Die "richtige" Gain-Struktur

  • Ich hatte am WE mal wieder einen Bandtech als Babysitter zu betreuen.
    Um es kurz zu machen: er machte auf mich ZUNÄCHST einen völlig inkompetenten Eindruck, weil er ziemlich lange brauchte, um sich auf ner Spirit LX7 zurecht zu finden - aber das soll hier gar nicht Thema sein. Im nachhinein bin ich doch ins Grübeln gekommen...


    es hat mich während des Soundchecks stutzig gemacht, dass der Kollege oft Gain und Fader abwechselnd weiter hochgezogen hat - gut er meinte auch mal, dass kein Signal anläge, wo er einfach den Gain nicht offen hatte, aber mir gehts hier um das Grundsätzliche!


    Theoretisch verhält es sich ja so, dass man am Preamp, dem der Definition nach rauschärmsten OP in der Signalkette erstmal alle Signale auf 0dBu (oder bei Soundcrafts auch mal +6 - +9) bringt, und dann den Mix über die Fader fährt, was auch eine gewisse Übersicht schafft.


    Was in der Theorie keine Nachteile bringt könnte aber in der Praxis doch manchmal suboptimal sein, denn:


    Wenn ich -aus Erfahrung- weiß, ich fahre die HiHat in nem kleinen Raum max. bei -20dB, dann könnte ich doch auch folgern, dass ich lieber den Gain nur bis -20 aufziehe und den Fader auf null ziehe. Das scheint zunächst unübersichtlich, aber bei genauerem betrachten verhalten sich ja gerade die günstigeren Preamps (rein subjektiv) doch nicht so linear bzw. nimmt das Rauschen im oberen Verstärkungsbereich deutlicher zu, als die Verstärkung (Stichwort: mangelhafte Gegenkopplung). Damit wäre es ja dann unsinnig, sich im Preamp unnötiges Rauschen einzufangen, dass man dann (proportional) mit dem Nutzsignal wieder absenkt.


    Schreibt mal eure Erfahrungen! Wie geht ihr vor? Warum? Wie seht ihr die Preamps aus der LX-Klasse - proportional rauschend oder eher nicht?

    Phantomspeisung....
========================================================================
Aufgabenstellung.
**A.** Prüfe, ob die folgenden Aussagen mit dem Text zur Gain-Struktur übereinstimmen, und antworte jeweils mit Ja oder Nein samt den entscheidenden Worten des Textes als wörtlichem Zitat.
(i) Der Bandtech brauchte lange, um sich auf einer Spirit LX7 zurechtzufinden.
(ii) Der Preamp wird im Text als der rauschärmste OP in der Signalkette bezeichnet.
(iii) Die HiHat wird laut Text in einem kleinen Raum maximal bei -10dB gefahren.
**B.** Beantworte anhand des Textes zur Gain-Struktur die folgenden Fragen.
(i) Was hat der Kollege während des Soundchecks oft abwechselnd weiter hochgezogen?
(ii) Auf welchen Pegel bringt man laut Theorie am Preamp zunächst alle Signale?
(iii) Welches Stichwort wird dafür genannt, dass bei günstigeren Preamps das Rauschen im oberen Verstärkungsbereich deutlicher zunimmt?
**C.** Setze den Text zur Gain-Struktur im Anschluss an seinen letzten Satz fort.

Gespeicherte Daten.
========================================================================
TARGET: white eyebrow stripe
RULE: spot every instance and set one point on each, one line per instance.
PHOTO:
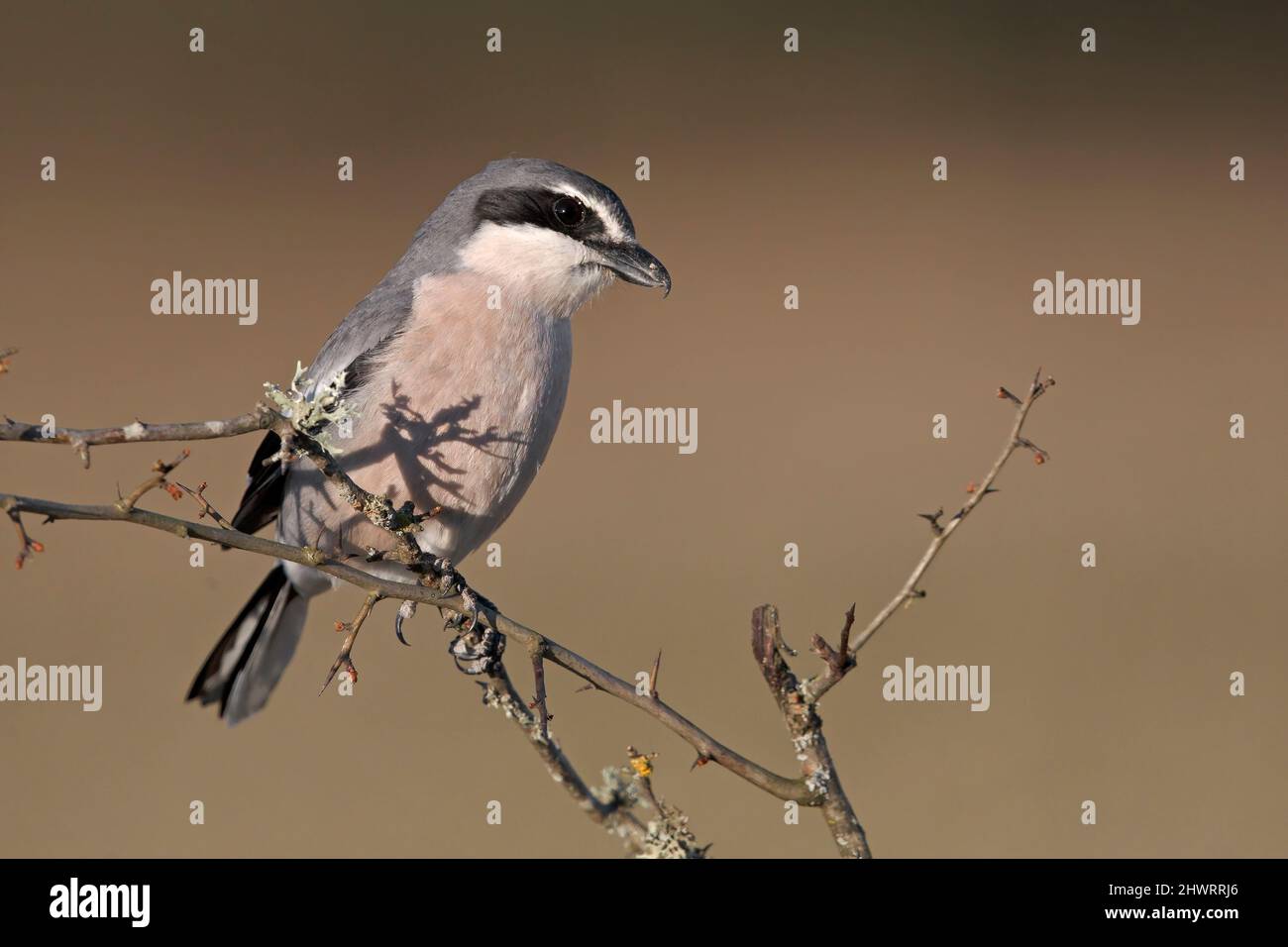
(610, 223)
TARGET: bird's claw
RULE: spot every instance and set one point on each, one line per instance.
(404, 611)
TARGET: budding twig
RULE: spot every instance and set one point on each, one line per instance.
(816, 686)
(351, 634)
(159, 474)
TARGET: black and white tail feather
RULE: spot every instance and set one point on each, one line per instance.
(249, 659)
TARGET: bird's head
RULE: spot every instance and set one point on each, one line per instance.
(549, 234)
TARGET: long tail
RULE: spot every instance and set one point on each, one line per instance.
(246, 664)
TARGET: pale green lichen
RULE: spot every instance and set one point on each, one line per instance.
(316, 416)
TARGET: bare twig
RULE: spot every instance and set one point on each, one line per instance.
(26, 545)
(539, 682)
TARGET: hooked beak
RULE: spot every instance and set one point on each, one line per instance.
(635, 265)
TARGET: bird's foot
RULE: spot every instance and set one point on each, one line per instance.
(476, 648)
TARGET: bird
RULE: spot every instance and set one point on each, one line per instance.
(456, 368)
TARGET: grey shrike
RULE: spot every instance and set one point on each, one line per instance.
(456, 365)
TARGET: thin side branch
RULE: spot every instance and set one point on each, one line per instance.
(805, 727)
(838, 667)
(81, 440)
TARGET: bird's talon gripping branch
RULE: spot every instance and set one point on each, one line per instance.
(477, 650)
(404, 611)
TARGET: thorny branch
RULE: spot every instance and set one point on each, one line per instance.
(438, 583)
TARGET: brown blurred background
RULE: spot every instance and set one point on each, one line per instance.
(814, 425)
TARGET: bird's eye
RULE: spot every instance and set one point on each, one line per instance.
(568, 211)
========================================================================
Schriftliche Antworten.
**A.**
(i) Ja: „ziemlich lange brauchte, um sich auf ner Spirit LX7 zurecht zu finden“
(ii) Ja: „am Preamp, dem der Definition nach rauschärmsten OP in der Signalkette“
(iii) Nein: „ich fahre die HiHat in nem kleinen Raum max. bei -20dB“

**B.**
(i) Gain und Fader
(ii) Auf 0dBu, bei Soundcrafts auch mal +6 bis +9
(iii) Mangelhafte Gegenkopplung

**C.**
    das heißt NICHT, dass der Mischer nix zu essen bekommt

  • Klar. Gerade bei Overheads und Hihat mache ich das auch so. Warum erst anheben, und dann wieder absenken. Kein Preamp ist komplett linear, sondern hat immer seine gewisse Eigenkompression. Becken klingen z.B. erst, wenn sie genug Dynamikspiel haben. Über die Gefahr von Übersteuernden OV brauchen wir wohl gar nicht erst zu reden. Das gleiche gilt überings auch für Hall etc. Gitarren, Snare, Toms, BD, Bass fahre ich dagegen fast im clipping. Aufpassen muß man halt nur mit Signalen, die noch auf den Monitoren gebraucht werden. Ein Techniker einer finnischen Gothrockband, für die ich letztens den Support betont habe, hat überings alle Fader zwischen -6-0db gehabt. Haben 3h Soundcheck gemacht, und das Pult sah nicht wirklich dannach aus *g*

  • Es kann durchaus sinnvoll sein, das Signal nicht immer mit dem Gain auf 0 dB zu verstärken - gerade bei Wegen wie OH. Dadurch kann man feinfühliger mischen, da der Fader dann um die 0 dB-Marke bewegt wird, wo die "Auflösung" besser ist als am unteren Ende. (achtet mal auf die Skalierung, bzw. "dB pro Zentimeter")

  • Ich lasse generell beim Check bei Snare und Kick noch ein wenig Raum, da sich doch einige Kollegen dazu verleitet sehen, beim Gig mehr zu dreschen als beim Check.


    Auch Keyboarder und Gitarristen bieten komischerweise beim Gig Sounds an, die lauter sind als die lautesten beim Check. :evil:


    Also wo ich die Band nicht kenne, lasse ich mir, soweit möglich immer ein wenig Reserven. Wenn ich die ganze Kette allerdings wegen mangelnder PA Dimension recht heiss fahren muss, muss ich da anders ran gehen.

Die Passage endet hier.